Source data:
____________

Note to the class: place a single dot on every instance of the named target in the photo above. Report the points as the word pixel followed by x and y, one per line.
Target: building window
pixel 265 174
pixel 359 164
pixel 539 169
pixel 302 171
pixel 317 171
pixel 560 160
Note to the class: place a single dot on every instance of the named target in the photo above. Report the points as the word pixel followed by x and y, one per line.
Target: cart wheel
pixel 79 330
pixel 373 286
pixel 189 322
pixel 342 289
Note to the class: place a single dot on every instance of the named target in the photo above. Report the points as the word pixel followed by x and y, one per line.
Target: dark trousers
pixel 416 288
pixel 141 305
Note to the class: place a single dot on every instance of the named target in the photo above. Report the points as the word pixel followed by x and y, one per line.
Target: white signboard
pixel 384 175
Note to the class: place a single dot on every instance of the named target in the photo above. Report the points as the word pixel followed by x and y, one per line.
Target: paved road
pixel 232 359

____________

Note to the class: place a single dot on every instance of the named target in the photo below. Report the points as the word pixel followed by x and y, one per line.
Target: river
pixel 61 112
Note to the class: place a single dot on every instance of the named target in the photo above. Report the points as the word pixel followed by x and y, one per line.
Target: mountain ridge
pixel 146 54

____________

== WHAT IS ASKED ==
Reproduce the listing between the lines holding "the photo below." and "pixel 146 54", inclusive, and nothing else. Raise every x and y pixel coordinate in the answers by 33, keeping all other lines unchanged.

== WRITTEN ANSWER ==
Note to the class: place a single dot on every instance of the named target in the photo below. Report the points as the word pixel followed by x and y, one per line.
Target: river
pixel 94 145
Note to the class: place a single dot on every instance of the named target in the photo above. Report the points as the word pixel followed by x and y, one per line.
Target: mountain ridge
pixel 179 87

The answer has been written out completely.